======== The input ========
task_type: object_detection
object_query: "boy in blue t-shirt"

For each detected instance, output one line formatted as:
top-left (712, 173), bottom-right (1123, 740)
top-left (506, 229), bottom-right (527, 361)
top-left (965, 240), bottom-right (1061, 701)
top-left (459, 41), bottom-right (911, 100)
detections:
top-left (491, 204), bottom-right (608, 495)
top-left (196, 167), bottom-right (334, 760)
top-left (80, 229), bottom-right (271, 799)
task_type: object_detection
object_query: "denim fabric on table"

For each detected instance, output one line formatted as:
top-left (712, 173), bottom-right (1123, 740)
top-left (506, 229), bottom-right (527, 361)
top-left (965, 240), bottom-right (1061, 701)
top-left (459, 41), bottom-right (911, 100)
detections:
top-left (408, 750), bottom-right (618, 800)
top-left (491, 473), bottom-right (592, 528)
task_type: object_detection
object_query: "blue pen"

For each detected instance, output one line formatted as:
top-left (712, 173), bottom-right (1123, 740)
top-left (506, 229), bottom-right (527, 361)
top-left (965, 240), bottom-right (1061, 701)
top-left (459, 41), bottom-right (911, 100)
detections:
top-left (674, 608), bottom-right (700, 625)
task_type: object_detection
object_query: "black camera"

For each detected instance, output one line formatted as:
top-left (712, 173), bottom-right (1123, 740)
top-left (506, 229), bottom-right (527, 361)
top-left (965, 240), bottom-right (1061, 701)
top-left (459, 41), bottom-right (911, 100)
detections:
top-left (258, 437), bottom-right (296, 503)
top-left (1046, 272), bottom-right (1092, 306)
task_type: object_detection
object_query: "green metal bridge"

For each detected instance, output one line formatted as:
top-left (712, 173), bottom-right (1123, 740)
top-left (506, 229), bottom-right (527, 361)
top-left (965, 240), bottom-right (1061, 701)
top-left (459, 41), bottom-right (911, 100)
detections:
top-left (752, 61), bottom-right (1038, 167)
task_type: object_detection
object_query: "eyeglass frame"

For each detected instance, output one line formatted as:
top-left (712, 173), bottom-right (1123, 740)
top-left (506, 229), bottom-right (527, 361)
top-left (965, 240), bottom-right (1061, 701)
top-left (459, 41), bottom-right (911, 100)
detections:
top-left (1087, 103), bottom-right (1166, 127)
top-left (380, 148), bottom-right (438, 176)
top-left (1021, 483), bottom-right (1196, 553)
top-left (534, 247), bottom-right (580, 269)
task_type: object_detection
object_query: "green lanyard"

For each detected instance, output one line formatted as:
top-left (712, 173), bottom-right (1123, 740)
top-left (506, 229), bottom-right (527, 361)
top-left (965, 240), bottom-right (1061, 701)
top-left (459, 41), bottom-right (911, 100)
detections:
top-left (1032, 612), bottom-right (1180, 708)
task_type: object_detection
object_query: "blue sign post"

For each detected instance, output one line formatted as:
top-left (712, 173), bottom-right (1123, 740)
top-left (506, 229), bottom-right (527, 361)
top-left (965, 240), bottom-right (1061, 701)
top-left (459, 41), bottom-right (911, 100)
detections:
========
◆ Exercise task ◆
Render the listing, from its start through the line containing "top-left (80, 229), bottom-right (271, 799)", as a two-column CSV with the headers input and output, giving one row for each task. Put the task text in the input field and its answer in the output field, each enclosed in double quotes with line breaks replaced by spaces.

◆ Final result ◆
input,output
"task_type: object_detection object_query: ""boy in blue t-shirt"" For each detected instance, output one line formatted as: top-left (712, 173), bottom-right (1123, 740) top-left (506, 229), bottom-right (527, 361) top-left (965, 240), bottom-right (1061, 701) top-left (459, 41), bottom-right (911, 100) detections:","top-left (491, 204), bottom-right (608, 495) top-left (196, 167), bottom-right (334, 760) top-left (80, 229), bottom-right (271, 799)"